- Folha de S. Paulo
Sem a liberdade de perguntar, investigar e ensaiar respostas, resta-nos o senso comum e a opinião do mais forte
Sem pesquisa acadêmica, não saberíamos como classificar Bolsonaro na história universal da infâmia política. Não saberíamos dimensionar qualquer perversão moral, diagnosticar distúrbio psíquico, detectar raízes ideológicas ou mensurar impacto econômico de suas cruas intuições. Nem de qualquer outro personagem que interesse. Nem Lula, nem FHC; nem JK, nem GV.
Não ousaríamos pensar o impensável. Tal como fizeram os que inventaram a separação entre Igreja e Estado, os direitos da cidadania, a proibição da tortura, o voto feminino, a permissão do divórcio.
Nem pensaríamos o impensado. Como os que tiveram a ideia da constituição jurídica do mercado, do direito de propriedade, das relações de trabalho, da proteção do ambiente, da educação e da saúde públicas e universais.
As investidas do governo federal contra a liberdade acadêmica eram promessas de campanha.

- _Registros fornecidos_
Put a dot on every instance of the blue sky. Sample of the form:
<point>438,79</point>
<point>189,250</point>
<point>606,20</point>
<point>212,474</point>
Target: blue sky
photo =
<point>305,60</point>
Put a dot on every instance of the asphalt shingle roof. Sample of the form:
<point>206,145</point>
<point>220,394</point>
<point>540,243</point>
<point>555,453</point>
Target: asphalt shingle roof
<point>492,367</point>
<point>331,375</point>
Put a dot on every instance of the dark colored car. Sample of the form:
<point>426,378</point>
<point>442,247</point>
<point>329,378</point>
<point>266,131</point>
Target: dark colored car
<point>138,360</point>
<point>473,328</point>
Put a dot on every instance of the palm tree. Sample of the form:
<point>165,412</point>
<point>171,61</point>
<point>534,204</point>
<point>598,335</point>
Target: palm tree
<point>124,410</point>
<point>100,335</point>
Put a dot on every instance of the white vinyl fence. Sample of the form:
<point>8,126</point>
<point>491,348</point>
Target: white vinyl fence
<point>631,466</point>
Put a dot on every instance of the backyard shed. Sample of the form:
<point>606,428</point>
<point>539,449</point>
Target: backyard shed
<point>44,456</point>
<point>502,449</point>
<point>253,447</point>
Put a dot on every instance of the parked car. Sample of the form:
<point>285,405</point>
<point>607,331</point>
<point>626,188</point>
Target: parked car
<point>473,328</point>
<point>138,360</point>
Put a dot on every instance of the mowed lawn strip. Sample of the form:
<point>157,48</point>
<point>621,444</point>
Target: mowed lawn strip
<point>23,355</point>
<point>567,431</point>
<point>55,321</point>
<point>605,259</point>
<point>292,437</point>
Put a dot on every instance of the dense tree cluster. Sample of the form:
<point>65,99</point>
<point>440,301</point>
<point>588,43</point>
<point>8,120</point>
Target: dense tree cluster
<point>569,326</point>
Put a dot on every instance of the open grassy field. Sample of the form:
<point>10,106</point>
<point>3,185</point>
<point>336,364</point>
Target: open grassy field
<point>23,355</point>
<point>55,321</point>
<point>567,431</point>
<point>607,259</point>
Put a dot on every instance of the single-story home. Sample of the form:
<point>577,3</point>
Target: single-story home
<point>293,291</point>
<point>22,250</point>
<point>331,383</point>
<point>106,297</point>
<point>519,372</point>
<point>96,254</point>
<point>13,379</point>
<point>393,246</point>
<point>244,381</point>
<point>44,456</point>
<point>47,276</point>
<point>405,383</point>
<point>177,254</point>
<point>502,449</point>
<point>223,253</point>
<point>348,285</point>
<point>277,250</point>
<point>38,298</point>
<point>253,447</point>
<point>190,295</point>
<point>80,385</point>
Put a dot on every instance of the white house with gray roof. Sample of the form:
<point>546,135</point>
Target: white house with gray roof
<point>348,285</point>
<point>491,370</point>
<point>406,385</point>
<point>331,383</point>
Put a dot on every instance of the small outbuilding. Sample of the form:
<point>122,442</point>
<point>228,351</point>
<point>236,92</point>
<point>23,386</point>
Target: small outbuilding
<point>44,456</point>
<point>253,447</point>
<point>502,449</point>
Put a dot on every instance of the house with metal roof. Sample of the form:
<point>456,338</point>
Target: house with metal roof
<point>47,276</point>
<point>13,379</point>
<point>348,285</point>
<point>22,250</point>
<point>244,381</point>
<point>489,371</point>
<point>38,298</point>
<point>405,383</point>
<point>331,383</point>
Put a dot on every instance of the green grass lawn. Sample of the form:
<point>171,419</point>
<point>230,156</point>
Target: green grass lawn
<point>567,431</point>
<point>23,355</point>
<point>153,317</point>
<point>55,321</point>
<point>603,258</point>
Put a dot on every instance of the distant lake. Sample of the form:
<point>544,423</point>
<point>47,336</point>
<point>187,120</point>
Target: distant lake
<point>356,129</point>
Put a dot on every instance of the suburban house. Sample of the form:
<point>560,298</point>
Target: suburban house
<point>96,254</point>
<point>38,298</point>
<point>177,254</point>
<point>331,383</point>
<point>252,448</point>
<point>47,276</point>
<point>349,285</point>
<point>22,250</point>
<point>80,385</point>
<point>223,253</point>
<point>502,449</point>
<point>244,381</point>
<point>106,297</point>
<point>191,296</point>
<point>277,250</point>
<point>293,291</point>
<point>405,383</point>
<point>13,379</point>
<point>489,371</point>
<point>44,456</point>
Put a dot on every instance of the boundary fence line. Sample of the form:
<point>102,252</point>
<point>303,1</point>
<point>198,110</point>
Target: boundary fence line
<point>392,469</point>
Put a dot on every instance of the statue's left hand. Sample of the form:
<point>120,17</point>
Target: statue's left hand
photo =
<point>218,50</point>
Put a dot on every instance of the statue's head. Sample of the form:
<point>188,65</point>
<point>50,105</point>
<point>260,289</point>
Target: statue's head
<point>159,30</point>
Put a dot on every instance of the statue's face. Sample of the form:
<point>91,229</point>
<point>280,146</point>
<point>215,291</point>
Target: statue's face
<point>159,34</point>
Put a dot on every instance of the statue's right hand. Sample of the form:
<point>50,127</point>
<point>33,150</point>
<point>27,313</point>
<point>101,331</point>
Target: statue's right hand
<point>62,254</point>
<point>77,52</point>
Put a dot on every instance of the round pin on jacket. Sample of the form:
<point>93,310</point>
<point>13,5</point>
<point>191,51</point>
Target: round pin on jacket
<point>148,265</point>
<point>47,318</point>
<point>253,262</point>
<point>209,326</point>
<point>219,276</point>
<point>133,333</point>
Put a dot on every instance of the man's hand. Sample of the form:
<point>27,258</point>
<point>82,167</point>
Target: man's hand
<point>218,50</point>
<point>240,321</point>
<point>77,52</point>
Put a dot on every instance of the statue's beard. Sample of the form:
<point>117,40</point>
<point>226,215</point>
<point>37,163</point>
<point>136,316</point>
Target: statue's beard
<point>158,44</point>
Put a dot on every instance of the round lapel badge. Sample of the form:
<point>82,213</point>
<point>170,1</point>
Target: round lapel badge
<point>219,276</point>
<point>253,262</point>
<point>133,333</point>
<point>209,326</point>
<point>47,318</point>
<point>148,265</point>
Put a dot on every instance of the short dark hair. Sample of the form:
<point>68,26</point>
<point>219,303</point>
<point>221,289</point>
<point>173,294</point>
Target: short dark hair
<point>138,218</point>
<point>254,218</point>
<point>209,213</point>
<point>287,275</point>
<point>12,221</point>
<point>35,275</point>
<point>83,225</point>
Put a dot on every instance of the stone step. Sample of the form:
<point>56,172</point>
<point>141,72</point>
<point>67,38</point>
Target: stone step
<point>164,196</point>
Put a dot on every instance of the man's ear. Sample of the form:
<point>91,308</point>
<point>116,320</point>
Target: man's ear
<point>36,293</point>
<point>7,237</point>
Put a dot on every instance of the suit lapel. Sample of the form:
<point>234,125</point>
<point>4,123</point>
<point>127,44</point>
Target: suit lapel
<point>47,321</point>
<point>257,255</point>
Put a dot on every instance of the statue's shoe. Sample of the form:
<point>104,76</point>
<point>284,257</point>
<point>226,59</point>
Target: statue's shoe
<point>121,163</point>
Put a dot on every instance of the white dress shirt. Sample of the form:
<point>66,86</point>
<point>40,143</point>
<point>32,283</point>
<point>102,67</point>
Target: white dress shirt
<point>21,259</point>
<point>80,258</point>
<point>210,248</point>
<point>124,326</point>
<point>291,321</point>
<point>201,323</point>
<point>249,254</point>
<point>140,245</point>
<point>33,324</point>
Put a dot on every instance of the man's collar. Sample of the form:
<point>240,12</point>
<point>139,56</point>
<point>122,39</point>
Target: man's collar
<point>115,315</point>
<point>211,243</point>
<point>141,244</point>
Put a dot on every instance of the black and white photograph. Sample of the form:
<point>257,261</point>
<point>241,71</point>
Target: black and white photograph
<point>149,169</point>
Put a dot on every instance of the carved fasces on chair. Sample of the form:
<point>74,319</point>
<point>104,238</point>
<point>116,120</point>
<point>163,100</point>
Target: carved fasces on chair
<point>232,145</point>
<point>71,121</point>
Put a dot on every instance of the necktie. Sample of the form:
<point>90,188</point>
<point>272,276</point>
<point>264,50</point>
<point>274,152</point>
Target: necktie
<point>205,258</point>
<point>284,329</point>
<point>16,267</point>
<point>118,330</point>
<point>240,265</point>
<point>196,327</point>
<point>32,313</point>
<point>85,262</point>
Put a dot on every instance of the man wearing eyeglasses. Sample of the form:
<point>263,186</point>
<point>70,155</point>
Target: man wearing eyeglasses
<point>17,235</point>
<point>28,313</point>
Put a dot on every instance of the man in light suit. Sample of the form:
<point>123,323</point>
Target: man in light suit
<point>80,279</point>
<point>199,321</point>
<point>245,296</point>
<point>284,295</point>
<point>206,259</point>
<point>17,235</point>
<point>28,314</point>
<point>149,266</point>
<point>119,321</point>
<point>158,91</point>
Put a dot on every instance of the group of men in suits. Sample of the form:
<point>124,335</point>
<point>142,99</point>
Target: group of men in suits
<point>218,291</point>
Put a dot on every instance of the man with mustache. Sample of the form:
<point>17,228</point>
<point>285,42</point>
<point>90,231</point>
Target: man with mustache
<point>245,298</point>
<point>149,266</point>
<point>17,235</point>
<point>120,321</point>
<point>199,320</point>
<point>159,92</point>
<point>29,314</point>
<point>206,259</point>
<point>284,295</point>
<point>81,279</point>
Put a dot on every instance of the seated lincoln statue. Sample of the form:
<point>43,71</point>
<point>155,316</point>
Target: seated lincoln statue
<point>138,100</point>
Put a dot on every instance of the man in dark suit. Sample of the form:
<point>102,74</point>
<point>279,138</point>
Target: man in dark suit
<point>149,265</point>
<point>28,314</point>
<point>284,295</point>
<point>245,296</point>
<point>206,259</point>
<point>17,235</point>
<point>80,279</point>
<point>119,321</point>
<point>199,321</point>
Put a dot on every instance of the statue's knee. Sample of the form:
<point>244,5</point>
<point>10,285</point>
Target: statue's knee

- _Seu objetivo_
Atualize o trecho selecionado reescrevendo tudo desde "Não ousaríamos pensar" até "promessas de campanha.", trocando "voto feminino" por "sufrágio feminino". Os registros são um material à parte, independente do trecho.

- _Resultado_
Não ousaríamos pensar o impensável. Tal como fizeram os que inventaram a separação entre Igreja e Estado, os direitos da cidadania, a proibição da tortura, o sufrágio feminino, a permissão do divórcio.
Nem pensaríamos o impensado. Como os que tiveram a ideia da constituição jurídica do mercado, do direito de propriedade, das relações de trabalho, da proteção do ambiente, da educação e da saúde públicas e universais.
As investidas do governo federal contra a liberdade acadêmica eram promessas de campanha.